» Assignment: What does the data read, word for word, from the line containing "Target: stone paving" through its final line? Give those lines only.

» Input data:
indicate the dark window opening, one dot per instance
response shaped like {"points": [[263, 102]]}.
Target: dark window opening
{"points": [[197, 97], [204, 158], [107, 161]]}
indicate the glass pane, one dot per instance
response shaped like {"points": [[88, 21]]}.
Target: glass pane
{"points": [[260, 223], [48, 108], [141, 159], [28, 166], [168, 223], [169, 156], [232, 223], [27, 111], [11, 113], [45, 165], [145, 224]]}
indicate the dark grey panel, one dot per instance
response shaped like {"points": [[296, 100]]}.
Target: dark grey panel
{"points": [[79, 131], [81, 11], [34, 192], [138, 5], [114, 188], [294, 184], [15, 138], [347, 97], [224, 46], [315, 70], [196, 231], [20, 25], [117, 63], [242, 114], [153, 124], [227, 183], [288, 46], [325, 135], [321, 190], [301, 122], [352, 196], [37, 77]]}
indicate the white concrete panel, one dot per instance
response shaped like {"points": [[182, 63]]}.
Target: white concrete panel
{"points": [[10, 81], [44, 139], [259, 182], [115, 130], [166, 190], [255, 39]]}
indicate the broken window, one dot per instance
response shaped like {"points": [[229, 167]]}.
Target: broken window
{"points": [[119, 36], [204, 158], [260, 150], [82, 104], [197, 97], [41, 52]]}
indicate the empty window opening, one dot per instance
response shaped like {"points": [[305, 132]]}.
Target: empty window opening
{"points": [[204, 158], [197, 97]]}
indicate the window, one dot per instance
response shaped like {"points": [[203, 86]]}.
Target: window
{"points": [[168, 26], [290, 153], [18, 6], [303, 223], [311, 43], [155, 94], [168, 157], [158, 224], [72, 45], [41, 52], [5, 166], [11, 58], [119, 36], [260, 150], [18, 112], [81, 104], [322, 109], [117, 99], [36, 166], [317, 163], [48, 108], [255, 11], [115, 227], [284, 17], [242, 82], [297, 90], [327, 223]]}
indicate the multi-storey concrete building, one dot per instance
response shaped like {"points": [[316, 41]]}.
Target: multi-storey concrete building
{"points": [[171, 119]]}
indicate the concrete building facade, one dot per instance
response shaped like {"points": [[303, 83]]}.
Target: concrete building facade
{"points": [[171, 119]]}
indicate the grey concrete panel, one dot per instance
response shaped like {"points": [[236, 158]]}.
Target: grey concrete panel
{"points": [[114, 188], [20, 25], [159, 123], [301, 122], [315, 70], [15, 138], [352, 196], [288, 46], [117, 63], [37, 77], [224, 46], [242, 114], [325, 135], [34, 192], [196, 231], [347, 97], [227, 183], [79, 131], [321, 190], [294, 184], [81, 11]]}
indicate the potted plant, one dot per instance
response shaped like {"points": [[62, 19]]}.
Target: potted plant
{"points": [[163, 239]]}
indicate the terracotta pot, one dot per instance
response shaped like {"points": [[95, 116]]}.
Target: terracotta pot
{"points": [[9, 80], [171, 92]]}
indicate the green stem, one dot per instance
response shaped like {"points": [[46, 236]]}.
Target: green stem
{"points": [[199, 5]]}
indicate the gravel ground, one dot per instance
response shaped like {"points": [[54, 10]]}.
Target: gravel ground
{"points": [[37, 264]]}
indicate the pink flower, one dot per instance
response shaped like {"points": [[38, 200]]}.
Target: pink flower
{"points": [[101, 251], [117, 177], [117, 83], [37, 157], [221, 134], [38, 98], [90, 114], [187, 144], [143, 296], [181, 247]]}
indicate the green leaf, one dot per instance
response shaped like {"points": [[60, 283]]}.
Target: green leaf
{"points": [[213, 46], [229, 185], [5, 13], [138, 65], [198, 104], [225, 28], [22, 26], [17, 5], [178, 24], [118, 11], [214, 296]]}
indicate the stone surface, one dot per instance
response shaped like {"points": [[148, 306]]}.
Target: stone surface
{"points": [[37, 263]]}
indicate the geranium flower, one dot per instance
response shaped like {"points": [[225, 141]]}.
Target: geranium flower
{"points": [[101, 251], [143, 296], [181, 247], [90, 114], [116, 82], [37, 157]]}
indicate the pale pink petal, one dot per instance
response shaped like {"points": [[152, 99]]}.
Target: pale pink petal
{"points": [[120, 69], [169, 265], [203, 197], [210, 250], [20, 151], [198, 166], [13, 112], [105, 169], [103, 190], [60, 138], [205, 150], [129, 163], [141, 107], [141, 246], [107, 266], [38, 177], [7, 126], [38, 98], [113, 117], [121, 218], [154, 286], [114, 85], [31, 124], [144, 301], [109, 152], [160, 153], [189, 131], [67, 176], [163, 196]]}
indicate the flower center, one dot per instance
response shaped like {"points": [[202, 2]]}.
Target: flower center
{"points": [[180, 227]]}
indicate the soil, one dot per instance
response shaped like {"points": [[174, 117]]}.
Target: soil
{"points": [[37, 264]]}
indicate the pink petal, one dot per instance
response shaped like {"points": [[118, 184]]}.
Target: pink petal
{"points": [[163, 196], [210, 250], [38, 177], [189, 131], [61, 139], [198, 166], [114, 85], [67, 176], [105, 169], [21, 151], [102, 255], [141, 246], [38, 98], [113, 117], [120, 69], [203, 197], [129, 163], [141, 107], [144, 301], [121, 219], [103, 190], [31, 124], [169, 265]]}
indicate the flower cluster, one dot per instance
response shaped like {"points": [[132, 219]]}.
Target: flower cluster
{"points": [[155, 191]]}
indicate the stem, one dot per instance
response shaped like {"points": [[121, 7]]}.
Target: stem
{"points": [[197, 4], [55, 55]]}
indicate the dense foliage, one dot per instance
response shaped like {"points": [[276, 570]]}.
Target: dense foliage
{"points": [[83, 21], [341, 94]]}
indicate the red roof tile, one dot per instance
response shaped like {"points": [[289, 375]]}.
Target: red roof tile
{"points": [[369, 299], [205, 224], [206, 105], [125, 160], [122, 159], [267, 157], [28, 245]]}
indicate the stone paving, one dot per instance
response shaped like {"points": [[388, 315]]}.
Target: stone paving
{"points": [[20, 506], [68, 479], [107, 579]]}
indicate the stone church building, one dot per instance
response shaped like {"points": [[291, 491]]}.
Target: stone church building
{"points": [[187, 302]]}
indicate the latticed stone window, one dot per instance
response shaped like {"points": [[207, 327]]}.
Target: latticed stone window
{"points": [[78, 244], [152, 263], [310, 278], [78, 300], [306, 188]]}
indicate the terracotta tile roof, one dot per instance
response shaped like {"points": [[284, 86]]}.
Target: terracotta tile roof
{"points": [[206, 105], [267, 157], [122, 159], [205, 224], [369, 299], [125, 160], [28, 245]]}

» Result:
Target: stone paving
{"points": [[20, 506], [68, 479], [107, 579]]}
indicate the stone church building, one dot per instance
response shaped like {"points": [[291, 491]]}.
Target: stone church building
{"points": [[187, 302]]}
indicate the latticed stone window, one dot per instance
response shaped like {"points": [[207, 327]]}.
Target: latticed stone window
{"points": [[78, 244], [152, 263], [310, 278], [78, 300], [306, 188]]}
indicate the terracotta tile roof, one dot per instance
response shaped like {"points": [[284, 86]]}.
Target: terracotta tile roof
{"points": [[206, 105], [267, 157], [122, 159], [205, 224], [369, 299], [125, 160], [28, 245]]}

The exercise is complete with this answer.